■ COMPLETE THE FOLLOWING ■
**A.** In the article about the LocalCircles sleep survey, what share of respondents cited the need to use the washroom as the key interruption to their sleep?
**B.** Resume the article about the LocalCircles sleep survey after its last sentence.

##### PASSAGE TO READ #####

New Delhi: Around 55 per cent of Indians get less than six hours of uninterrupted sleep every night, found a new survey conducted by community-based social media platform LocalCircles.
The results of the survey was released Friday, which also happened to be the World Sleep Day, observed every year on 17 March.
Over the past 12 months, the survey studied the average hours of uninterrupted sleep that a person gets each night. Of the 13,438 people surveyed, 43 per cent indicated six to eight hours, 34 per cent said it was four to six hours, 21 per cent got four hours and two per cent said they were able to catch eight to 10 hours of sleep.
In comparison to a 2022 survey, the results indicated that the percentage of citizens who were able to get less than six hours of uninterrupted sleep has risen in the past 12 months — from 50 per cent in 2022 to 55 per cent in 2023.
And what was the key interruption that stood in the way of eight hours of uninterrupted sleep? Out of the 13,387 respondents, 61 per cent cited the need to use the washroom once or more as the reason. Around 27 per cent indicated that going to bed late and scheduled household activities for early morning the next day was a cause.

##### INFORMATION GIVEN #####

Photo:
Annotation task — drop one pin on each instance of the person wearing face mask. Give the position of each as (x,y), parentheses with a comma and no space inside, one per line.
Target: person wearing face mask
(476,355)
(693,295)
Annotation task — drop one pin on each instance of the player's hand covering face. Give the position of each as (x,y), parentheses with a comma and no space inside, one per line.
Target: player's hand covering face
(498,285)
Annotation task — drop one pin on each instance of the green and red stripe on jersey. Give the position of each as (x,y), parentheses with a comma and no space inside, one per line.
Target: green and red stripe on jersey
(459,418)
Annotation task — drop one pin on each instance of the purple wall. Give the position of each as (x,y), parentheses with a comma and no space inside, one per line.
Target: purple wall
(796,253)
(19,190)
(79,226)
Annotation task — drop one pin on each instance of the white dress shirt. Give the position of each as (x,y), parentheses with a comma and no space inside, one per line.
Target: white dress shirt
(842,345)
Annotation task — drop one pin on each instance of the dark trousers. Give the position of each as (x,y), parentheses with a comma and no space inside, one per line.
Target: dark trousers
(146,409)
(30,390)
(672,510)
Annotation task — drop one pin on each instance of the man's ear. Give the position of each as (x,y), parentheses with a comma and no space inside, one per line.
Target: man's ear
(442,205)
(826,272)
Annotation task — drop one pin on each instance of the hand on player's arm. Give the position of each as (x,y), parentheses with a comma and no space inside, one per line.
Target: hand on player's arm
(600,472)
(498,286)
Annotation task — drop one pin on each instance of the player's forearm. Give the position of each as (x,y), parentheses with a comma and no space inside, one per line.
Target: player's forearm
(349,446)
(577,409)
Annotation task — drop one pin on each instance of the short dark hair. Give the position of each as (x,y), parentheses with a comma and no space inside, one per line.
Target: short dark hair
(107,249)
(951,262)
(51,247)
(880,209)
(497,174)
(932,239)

#####

■ ACTIVITY ANSWERS ■
**A.** 61 per cent

**B.**
About 24 per cent attributed their sleep interruption to other factors such as mosquito bites and external sounds. Another 20 per cent said medical conditions like sleep apnea inhibited a solid eight hours of uninterrupted sleep.
Sleep patterns post Covid
The survey also looked at the ways in which sleep patterns have changed post Covid-19. Out of the 12,700 responses, 28 per cent of those surveyed admitted that their sleep pattern “has deteriorated”. However, 59 per cent said they found no change in their sleep patterns, be it pre or post pandemic.
While seven per cent stated their sleep patterns have improved owing to work-from-home conditions that help maintain and improve a work-life balance.
The survey received over 39,000 responses from citizens located in 309 districts of India. Around 64 per cent respondents were men, while 36 per cent were women.
About 43 per cent respondents were from tier 1 districts, 35 per cent from tier 2 and 22 per cent respondents were from tier 3 and 4 districts.